Excerto —
--------------------------------------------------

Enquanto conservadora-restauradora de coleções científicas, as experiências que tenho vindo a adquirir nesta área do património e no MUHNAC foram desde o início decisivas para a minha especialização. Como referido, para nos enquadrarmos na diversidade e em muitas das questões da conservação das coleções e do património científico, é necessário cruzarmo-nos com vários tipos de exemplares e de artefactos, ir aos locais onde foram produzidos, perceber as dinâmicas de uso, como são preservados e até mesmo descartados.

Algumas das principais experiências no meu percurso recente na conservação do património da ciência incluíram a participação nos dois primeiros levantamentos sistemáticos do Património Cultural da Universidade de Lisboa (2011 e 2016), com enfoque nas coleções científicas, bem como na avaliação das coleções biológicas e geológicas do MUHNAC (2014). Estes levantamentos proporcionaram-me uma visão mais alargada do património gerado na ciência, desde as ciências exatas às ciências naturais, e das questões primordiais para a conservação, tais como: a necessidade de maior preparação dos profissionais, maior interdisciplinaridade e a adequação dos conhecimentos teórico-práticos da conservação e restauro a objetos e materiais completamente distintos (e.g. acessórios em borrachas, reagentes históricos, comprimidos, amostras de sangue, entre outros).

Os desafios com que me deparei inicialmente e a necessidade de conhecer novas práticas de conservação incentivaram-me a procurar formação junto de escolas, museus e outros profissionais da conservação e restauro de património científico, nomeadamente, no Museu de Astronomia e Ciências Afins e no Museu Nacional, ambos no Rio de Janeiro; no Natural History Museum e na Natural History Conservation Specialists, em Londres, e na Haute-école de Conservation-restauration, em Neuchâtel, na Suíça. Este processo de formação foi iniciado em 2012, e desde essa altura tenho assumido também a coordenação da conservação do acervo museológico do MUHNAC e do apoio que o Museu presta à conservação do património cultural e científico da Universidade de Lisboa e de outras instituições em protocolo.

--------------------------------------------------

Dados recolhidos
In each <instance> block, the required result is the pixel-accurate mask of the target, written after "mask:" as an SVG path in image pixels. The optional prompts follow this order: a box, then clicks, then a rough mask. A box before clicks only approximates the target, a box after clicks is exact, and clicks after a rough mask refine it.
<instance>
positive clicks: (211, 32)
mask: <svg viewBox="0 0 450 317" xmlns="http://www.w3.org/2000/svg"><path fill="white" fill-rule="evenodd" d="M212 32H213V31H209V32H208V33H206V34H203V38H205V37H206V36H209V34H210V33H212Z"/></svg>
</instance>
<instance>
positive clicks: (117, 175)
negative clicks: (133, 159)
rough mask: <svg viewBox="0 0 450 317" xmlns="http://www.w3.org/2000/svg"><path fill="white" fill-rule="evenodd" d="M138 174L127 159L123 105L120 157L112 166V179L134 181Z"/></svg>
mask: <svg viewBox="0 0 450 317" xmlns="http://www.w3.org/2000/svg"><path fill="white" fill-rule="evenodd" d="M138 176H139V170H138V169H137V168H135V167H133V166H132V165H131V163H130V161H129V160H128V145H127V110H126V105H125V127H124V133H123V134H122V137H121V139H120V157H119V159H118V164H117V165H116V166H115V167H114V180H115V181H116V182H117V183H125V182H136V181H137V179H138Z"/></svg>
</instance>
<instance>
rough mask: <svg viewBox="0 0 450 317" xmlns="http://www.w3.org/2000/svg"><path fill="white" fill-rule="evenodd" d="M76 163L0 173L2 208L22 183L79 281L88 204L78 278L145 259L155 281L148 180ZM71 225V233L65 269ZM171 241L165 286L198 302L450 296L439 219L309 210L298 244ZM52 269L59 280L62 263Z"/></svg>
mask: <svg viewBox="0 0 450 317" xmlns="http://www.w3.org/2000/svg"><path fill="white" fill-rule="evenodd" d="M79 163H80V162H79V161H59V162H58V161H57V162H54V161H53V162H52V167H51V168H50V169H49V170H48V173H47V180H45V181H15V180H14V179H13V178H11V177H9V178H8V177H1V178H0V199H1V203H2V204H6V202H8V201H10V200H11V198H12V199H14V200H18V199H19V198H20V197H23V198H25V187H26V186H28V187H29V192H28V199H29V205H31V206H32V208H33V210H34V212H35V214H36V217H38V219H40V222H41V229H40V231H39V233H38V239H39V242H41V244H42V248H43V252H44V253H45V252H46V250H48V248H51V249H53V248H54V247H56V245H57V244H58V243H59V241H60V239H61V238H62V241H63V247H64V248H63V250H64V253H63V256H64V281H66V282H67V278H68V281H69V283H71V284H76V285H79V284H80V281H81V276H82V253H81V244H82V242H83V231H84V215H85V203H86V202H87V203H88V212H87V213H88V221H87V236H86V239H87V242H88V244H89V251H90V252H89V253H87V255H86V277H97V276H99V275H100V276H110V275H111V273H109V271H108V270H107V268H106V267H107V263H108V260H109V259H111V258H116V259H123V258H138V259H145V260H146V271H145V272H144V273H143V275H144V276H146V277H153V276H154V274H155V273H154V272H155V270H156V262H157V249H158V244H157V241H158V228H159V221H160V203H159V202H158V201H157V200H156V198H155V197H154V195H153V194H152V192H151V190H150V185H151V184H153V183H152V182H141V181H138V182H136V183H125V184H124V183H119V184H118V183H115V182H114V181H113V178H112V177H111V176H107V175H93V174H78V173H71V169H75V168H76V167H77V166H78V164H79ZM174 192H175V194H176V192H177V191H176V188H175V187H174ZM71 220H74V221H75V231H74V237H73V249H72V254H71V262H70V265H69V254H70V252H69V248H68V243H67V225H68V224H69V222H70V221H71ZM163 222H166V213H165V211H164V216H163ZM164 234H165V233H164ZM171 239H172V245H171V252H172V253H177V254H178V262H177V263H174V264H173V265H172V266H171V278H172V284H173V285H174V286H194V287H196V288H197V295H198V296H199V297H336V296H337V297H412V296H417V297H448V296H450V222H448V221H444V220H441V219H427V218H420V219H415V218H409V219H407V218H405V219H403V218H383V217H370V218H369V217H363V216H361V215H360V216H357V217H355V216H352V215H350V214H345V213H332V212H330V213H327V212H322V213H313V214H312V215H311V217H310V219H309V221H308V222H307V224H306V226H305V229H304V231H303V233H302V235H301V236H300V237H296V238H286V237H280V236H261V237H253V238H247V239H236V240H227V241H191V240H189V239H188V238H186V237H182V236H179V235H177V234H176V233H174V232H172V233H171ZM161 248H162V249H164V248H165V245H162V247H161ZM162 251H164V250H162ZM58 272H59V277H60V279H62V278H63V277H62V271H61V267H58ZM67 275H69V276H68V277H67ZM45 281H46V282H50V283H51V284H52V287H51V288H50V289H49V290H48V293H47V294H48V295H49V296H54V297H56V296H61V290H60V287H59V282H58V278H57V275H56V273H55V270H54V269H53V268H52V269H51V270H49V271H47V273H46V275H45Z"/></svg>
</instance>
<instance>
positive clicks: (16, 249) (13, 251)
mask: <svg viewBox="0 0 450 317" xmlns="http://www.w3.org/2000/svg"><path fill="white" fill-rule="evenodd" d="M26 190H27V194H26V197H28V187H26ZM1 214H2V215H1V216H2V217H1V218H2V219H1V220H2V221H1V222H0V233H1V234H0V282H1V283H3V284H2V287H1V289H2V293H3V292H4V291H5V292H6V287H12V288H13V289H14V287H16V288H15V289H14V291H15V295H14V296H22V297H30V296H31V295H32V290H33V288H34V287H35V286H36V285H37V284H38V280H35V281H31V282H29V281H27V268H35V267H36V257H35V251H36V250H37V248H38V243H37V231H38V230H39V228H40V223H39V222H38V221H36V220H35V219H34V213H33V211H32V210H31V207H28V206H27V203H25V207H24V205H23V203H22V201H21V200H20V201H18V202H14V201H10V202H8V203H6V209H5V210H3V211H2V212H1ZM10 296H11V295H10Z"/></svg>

--------------------------------------------------

Tarefas a realizar —
(A) Traduza para inglês a seguinte frase do excerto sobre a conservação do património científico: "Este processo de formação foi iniciado em 2012, e desde essa altura tenho assumido também a coordenação da conservação do acervo museológico do MUHNAC e do apoio que o Museu presta à conservação do património cultural e científico da Universidade de Lisboa e de outras instituições em protocolo."
(B) Prossiga o excerto sobre a conservação do património científico a partir do ponto em que termina.

Respostas esperadas —
(A) This training process began in 2012, and since then I have also taken on the coordination of the conservation of the MUHNAC's museum collection and of the support that the Museum provides for the conservation of the cultural and scientific heritage of the University of Lisbon and of other institutions with which it has agreements.

(B)
Em junho de 2018, o MUHNAC organizará o I Seminário Nacional de Conservação de Coleções Científicas, a primeira edição de uma iniciativa aberta à comunidade académica e profissional da área da Conservação e Restauro, e que se pretende realizar anualmente. O I Seminário contará com várias comunicações de profissionais que intervêm em património científico e também um debate com responsáveis científicos dos três principais cursos de licenciatura, mestrado e de doutoramento em conservação e restauro no país sobre a formação necessária para trabalhar nesta franja do património, que é emergente e cuja massa crítica em Portugal é ainda insuficiente.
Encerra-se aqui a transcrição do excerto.